Volunteer Spotlight: Nancy Kilian

Meet Nancy, an incredibly passionate, and dedicated volunteer on Nevada’s Virginia Range! Nancy sat down to tell us her story and how she got involved with protecting wild horses!

When my husband John and I decided to move out here to be closer to our daughter Chelsea, and have a little bit nicer weather than in Minnesota, we were shown a lot of different areas around Reno and couldn’t seem to find the right place. I said to my son-in-law, what about up there in the mountains where there are trees. He said maybe they would like the Virginia City Highlands, so Chelsea and Jim took us up there. The mountains were stunning and the views awesome, but when we came upon a band of wild horses our mouths dropped open and John and I looked at each other and shook our heads. Yes, this is where we want to live!

Now I’ve always been an animal lover but never had much experience with horses, but these creatures struck a feeling in my soul that I can’t explain. We finally did purchase a 10-acre property to eventually build on. (We now have 20 acres) It took about a year to make it happen but we finally started to build our dream home in these beautiful mountains. I actually had a dream that I would be involved with those wild horses! We sold our home in Minnesota, cried when we left lifelong friends and family, and headed west.

It took a few months to finish our home but in November of 2004, we moved in. We met some wonderful new friends and not long after I was asked if I wanted to help with the wild horses, feeding, and taking care of some rescues. I was terrified but intrigued. I bonded with them and knew this was my calling.

● **ENTRIES PROVIDED**:
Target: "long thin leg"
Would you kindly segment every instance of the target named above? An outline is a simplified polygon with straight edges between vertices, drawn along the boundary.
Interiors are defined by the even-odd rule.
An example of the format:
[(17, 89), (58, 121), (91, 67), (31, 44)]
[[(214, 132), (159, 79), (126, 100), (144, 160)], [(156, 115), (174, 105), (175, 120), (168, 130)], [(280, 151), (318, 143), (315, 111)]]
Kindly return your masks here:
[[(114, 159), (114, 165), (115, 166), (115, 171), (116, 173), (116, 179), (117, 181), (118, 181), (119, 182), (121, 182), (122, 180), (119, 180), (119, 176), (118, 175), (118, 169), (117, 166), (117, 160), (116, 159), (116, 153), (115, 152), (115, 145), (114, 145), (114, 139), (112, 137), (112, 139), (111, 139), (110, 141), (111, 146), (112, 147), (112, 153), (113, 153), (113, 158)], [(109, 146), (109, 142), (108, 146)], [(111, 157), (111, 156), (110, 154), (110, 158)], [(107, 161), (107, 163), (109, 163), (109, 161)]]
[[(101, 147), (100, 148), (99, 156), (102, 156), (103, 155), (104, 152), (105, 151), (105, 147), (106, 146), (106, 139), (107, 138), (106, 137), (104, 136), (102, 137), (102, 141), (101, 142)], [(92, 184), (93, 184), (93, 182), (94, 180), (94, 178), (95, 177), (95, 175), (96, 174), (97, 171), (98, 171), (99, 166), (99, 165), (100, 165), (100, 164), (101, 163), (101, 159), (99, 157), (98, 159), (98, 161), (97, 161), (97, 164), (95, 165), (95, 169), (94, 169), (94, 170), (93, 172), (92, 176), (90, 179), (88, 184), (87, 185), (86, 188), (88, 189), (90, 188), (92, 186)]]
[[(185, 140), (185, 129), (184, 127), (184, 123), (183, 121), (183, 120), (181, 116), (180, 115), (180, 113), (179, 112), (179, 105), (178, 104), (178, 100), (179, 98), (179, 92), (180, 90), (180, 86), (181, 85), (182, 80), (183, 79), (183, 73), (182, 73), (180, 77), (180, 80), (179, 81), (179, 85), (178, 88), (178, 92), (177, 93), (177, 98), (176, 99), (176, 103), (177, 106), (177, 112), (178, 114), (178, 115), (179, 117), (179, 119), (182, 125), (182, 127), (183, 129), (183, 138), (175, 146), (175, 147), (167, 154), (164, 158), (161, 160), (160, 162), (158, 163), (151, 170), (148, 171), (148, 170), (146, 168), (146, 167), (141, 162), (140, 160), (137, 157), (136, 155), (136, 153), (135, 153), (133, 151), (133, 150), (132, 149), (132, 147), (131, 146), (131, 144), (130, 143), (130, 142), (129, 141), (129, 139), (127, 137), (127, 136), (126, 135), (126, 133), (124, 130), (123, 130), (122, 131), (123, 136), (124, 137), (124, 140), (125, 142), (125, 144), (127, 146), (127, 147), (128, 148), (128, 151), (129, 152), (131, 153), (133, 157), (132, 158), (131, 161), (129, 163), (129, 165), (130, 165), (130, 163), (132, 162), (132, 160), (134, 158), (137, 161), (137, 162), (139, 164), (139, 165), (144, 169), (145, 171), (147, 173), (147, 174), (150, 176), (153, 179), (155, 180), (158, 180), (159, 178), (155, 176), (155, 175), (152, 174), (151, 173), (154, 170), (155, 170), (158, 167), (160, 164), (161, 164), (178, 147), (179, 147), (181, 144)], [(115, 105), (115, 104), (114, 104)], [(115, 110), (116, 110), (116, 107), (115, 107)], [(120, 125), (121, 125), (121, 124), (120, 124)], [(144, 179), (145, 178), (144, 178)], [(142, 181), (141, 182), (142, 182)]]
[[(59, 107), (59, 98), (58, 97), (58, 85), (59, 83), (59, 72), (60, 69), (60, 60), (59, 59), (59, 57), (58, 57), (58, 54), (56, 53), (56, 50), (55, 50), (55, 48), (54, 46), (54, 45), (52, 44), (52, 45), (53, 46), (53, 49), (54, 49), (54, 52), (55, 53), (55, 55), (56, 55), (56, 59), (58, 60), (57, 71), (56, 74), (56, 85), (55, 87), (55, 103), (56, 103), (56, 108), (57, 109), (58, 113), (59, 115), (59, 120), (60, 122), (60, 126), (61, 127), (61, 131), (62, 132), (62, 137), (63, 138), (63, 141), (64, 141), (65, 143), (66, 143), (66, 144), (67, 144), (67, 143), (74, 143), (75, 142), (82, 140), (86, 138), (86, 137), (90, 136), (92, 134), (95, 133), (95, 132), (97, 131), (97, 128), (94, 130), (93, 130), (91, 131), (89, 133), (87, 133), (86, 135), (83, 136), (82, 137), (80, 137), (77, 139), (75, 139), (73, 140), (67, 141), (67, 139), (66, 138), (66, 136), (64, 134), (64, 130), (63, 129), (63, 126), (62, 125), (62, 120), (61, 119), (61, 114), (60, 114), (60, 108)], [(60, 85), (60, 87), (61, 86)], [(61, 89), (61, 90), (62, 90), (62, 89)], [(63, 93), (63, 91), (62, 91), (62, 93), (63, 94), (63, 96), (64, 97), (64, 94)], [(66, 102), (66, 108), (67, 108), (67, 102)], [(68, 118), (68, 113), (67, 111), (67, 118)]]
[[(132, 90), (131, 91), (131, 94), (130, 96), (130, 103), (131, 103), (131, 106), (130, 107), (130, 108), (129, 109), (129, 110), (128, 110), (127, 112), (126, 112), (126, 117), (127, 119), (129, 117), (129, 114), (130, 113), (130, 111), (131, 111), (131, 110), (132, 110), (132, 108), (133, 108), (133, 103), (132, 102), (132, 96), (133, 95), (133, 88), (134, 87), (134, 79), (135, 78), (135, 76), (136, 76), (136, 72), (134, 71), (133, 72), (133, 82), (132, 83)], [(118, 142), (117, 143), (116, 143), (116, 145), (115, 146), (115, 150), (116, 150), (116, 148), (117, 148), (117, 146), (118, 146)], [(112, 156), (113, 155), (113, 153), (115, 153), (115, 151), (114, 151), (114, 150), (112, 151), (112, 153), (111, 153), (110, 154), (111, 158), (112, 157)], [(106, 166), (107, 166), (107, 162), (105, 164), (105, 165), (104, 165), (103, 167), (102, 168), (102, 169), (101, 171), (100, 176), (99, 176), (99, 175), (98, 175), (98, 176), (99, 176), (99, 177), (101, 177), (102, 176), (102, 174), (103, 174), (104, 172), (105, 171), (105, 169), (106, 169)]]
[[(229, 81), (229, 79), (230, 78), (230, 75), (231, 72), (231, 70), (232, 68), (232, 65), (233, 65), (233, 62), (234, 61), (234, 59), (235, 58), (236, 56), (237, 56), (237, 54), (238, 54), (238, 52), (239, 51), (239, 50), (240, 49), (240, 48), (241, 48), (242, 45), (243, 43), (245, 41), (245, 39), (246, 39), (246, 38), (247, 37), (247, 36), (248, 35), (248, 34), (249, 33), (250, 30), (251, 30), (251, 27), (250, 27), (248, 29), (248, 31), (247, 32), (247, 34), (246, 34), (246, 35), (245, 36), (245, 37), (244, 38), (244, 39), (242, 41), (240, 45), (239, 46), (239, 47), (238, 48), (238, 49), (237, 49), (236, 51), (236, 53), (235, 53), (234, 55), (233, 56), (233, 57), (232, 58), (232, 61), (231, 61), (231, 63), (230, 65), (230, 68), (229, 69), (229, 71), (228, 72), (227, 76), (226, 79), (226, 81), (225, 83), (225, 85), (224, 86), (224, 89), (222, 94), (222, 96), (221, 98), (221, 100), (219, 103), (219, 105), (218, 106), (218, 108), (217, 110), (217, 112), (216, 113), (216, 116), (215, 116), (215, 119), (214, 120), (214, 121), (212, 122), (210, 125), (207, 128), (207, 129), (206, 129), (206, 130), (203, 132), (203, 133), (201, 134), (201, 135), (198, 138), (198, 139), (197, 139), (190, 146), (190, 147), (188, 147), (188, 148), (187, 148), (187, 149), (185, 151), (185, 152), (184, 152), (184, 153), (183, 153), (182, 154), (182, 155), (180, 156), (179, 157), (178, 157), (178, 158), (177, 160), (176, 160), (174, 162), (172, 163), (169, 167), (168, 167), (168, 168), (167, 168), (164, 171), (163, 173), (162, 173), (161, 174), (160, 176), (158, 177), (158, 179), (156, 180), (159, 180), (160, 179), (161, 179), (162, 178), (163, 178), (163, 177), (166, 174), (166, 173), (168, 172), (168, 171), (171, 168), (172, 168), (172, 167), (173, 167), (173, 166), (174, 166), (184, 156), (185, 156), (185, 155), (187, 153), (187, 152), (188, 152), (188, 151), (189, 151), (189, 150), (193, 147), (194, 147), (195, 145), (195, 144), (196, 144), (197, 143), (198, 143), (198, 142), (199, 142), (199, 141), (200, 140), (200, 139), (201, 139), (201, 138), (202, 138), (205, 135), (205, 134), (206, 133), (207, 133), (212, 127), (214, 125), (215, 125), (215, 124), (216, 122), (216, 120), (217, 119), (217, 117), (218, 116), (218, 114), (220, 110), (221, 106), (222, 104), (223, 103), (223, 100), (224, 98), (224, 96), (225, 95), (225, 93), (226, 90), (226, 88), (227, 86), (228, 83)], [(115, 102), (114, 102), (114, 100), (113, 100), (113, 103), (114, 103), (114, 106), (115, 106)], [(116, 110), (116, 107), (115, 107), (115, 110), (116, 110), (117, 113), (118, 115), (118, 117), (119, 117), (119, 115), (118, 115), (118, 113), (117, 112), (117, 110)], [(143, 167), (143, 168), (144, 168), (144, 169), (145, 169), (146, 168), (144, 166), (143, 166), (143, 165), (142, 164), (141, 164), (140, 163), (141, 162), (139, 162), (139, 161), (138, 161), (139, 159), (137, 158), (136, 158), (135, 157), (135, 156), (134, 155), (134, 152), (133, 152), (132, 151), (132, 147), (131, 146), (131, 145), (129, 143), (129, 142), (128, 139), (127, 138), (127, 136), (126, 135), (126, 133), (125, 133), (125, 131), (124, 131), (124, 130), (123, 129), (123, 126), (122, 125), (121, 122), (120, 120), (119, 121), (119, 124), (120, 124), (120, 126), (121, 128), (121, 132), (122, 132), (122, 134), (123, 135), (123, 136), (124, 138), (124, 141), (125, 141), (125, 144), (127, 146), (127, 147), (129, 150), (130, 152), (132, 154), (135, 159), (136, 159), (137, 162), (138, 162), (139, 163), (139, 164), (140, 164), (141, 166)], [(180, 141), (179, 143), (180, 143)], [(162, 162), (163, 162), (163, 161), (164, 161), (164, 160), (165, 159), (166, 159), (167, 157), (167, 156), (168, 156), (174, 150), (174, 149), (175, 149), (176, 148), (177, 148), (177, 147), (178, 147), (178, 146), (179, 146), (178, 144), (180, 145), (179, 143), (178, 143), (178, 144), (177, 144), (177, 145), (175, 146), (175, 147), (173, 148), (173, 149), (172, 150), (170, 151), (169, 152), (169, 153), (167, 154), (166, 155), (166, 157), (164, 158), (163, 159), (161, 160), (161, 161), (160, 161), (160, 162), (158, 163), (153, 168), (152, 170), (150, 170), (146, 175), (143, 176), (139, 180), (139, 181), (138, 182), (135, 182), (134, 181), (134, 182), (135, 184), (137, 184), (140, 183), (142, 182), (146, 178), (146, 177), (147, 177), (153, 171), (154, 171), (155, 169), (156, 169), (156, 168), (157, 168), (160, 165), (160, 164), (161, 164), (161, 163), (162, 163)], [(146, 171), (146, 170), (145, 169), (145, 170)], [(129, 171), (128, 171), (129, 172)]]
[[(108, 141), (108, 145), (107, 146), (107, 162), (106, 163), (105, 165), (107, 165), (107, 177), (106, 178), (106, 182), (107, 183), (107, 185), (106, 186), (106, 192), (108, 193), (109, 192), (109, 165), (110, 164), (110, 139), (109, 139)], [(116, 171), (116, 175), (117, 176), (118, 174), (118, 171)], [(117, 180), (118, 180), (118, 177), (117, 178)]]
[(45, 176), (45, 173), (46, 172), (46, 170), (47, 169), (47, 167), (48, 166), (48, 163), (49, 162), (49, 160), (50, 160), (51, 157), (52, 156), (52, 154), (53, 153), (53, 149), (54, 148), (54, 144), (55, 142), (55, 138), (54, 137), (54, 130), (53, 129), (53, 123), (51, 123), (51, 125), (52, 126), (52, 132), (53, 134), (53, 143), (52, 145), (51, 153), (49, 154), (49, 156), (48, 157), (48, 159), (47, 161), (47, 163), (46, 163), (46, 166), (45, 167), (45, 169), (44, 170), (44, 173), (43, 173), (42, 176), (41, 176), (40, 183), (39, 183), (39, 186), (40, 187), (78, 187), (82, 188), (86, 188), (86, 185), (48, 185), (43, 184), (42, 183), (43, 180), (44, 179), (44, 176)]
...
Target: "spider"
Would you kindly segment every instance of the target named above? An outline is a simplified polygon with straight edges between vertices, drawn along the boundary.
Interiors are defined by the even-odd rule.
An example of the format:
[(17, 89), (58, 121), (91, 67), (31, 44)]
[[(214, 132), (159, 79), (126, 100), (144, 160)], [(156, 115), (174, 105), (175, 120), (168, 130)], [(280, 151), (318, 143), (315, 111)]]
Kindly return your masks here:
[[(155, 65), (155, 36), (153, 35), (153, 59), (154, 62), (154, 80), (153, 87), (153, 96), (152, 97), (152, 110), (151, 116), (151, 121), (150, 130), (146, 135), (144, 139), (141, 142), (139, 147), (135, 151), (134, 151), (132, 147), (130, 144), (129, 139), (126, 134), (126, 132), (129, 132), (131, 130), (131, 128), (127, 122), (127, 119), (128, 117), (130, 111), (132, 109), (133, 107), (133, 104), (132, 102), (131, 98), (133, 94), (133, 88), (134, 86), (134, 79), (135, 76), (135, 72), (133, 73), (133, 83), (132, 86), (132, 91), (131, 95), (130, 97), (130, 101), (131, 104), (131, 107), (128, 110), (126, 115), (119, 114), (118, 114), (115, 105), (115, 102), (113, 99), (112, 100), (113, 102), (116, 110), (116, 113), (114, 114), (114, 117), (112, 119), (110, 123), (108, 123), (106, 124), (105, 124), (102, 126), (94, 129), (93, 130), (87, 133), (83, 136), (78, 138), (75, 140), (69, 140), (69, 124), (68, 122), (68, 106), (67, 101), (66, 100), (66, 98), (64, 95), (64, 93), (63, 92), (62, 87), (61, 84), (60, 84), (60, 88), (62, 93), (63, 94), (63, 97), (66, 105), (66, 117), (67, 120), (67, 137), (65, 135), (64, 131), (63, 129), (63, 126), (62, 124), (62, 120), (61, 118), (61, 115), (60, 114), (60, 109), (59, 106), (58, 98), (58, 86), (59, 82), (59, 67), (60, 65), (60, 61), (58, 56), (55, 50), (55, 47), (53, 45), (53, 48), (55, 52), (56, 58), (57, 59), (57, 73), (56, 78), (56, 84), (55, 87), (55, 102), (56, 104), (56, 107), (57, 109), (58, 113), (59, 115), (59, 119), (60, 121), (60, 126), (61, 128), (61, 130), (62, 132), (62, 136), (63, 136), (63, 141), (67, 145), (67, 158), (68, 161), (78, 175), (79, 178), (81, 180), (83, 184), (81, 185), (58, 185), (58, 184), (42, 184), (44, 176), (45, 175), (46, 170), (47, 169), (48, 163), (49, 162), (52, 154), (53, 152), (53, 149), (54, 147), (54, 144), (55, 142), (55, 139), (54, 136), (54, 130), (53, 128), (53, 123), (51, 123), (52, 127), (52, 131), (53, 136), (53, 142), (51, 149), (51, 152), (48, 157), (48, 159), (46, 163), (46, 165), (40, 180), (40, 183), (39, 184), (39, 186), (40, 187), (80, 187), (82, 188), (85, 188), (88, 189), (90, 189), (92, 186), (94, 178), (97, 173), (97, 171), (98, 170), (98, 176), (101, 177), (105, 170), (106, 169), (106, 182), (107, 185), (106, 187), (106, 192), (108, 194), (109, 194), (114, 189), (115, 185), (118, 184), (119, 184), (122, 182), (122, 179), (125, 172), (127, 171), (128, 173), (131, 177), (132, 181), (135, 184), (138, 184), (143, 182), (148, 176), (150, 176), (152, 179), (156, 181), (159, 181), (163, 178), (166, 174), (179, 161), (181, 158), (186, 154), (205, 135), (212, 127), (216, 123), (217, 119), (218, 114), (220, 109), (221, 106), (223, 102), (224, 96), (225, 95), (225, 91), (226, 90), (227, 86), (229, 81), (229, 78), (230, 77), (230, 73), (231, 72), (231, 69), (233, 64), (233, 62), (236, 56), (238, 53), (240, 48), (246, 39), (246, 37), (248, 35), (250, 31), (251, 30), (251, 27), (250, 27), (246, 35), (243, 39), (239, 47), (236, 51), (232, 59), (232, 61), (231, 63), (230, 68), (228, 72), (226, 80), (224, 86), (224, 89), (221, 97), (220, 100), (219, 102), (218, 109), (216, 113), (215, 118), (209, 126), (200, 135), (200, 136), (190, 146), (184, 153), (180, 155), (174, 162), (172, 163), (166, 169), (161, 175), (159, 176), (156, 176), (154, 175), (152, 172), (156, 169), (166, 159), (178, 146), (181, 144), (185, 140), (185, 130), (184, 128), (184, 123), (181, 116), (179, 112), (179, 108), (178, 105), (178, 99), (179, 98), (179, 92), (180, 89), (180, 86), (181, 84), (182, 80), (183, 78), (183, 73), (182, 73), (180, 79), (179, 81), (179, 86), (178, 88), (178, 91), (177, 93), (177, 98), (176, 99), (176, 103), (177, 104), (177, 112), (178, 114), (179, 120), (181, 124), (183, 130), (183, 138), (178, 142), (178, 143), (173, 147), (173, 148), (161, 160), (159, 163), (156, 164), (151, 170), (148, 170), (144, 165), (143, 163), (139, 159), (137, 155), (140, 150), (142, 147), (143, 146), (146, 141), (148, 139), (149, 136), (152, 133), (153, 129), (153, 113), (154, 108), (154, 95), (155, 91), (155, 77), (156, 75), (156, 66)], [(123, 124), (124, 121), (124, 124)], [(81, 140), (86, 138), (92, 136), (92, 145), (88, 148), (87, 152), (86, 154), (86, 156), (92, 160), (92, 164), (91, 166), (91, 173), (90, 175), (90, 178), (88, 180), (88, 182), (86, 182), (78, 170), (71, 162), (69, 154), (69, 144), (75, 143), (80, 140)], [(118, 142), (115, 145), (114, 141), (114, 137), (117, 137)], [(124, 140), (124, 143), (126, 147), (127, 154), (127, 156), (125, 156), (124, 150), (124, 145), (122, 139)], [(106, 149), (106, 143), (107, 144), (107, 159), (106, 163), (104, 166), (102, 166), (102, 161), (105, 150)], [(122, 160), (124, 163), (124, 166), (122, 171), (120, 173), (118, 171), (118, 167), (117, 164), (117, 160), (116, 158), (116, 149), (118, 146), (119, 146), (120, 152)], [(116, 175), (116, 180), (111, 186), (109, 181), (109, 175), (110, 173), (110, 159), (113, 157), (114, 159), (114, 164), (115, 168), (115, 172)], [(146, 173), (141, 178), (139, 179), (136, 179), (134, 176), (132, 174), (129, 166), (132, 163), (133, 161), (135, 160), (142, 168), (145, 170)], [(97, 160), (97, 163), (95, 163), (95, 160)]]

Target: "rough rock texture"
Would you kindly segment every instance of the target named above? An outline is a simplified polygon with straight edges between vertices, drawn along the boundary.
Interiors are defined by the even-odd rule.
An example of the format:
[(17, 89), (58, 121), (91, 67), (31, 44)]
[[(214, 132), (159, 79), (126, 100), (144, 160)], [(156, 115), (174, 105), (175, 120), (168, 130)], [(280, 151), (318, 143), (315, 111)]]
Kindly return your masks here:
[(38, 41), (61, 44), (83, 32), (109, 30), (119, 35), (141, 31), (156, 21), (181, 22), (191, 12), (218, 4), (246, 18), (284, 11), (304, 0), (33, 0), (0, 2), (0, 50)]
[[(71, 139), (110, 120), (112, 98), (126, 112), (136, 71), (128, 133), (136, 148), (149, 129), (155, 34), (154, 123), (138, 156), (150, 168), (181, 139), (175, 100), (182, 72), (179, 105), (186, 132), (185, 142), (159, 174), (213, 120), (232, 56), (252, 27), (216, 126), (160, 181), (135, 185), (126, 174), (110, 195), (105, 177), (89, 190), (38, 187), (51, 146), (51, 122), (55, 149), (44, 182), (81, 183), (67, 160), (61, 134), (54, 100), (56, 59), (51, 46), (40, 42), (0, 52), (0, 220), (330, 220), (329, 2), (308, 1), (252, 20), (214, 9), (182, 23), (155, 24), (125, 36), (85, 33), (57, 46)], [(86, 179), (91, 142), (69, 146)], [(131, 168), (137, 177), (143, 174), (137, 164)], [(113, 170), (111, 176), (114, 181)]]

● **WHAT THIS EXERCISE ASKS**:
• 1. Decide whether each statement agrees with the spotlight on Nancy Kilian. Answer yes or no for each and quote the deciding words of the text. (a) Nancy and John wanted somewhat nicer weather than they had in Minnesota. (b) Before the move, Nancy had a lot of experience with horses. (c) The couple moved into their new home in November of 2004.
• 2. Rewrite a passage of the spotlight on Nancy Kilian with "dedicated" replaced by "committed". Begin at the words "Meet Nancy, an" and stop after "protecting wild horses!".

● **RESPONSES TO THE EXERCISE**:
• 1.
(a) Yes: "have a little bit nicer weather than in Minnesota"
(b) No: "never had much experience with horses"
(c) Yes: "in November of 2004, we moved in"

• 2.
Meet Nancy, an incredibly passionate, and committed volunteer on Nevada’s Virginia Range! Nancy sat down to tell us her story and how she got involved with protecting wild horses!